YOUR TASK | Rewrite the lines from the one containing "I'd appreciate it if you could detect the microphone base" through the one containing "[257,212,547,431]", replacing "detect" with "locate" and leaving everything else unchanged.
# Start of DATA SHOWN
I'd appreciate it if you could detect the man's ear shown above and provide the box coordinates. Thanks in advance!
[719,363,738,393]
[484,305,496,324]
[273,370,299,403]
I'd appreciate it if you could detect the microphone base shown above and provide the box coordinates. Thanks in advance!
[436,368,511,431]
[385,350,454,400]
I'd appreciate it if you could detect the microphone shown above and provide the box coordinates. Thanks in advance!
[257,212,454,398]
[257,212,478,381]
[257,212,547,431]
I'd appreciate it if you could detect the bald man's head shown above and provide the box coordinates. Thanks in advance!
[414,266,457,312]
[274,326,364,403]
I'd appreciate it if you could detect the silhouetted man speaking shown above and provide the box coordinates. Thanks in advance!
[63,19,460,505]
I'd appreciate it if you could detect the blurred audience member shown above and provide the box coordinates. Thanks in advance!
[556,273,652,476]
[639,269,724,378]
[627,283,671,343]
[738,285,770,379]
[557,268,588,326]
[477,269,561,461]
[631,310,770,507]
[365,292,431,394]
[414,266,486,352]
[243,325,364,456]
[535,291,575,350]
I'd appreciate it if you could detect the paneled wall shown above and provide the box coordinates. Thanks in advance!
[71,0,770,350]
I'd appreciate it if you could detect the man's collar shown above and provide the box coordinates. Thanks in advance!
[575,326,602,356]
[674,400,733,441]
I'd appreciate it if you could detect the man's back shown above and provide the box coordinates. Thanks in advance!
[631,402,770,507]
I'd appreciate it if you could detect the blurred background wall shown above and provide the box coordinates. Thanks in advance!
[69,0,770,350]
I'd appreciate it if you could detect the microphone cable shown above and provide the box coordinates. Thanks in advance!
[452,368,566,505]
# End of DATA SHOWN
CORRECT RESPONSE |
I'd appreciate it if you could locate the microphone base shown above and provide the box coordinates. Thanks in advance!
[436,368,511,431]
[385,350,454,400]
I'd appreciate it if you could locate the microphone shown above and provide the box coordinates. Thanks in advance!
[257,212,454,398]
[257,212,478,381]
[257,212,547,431]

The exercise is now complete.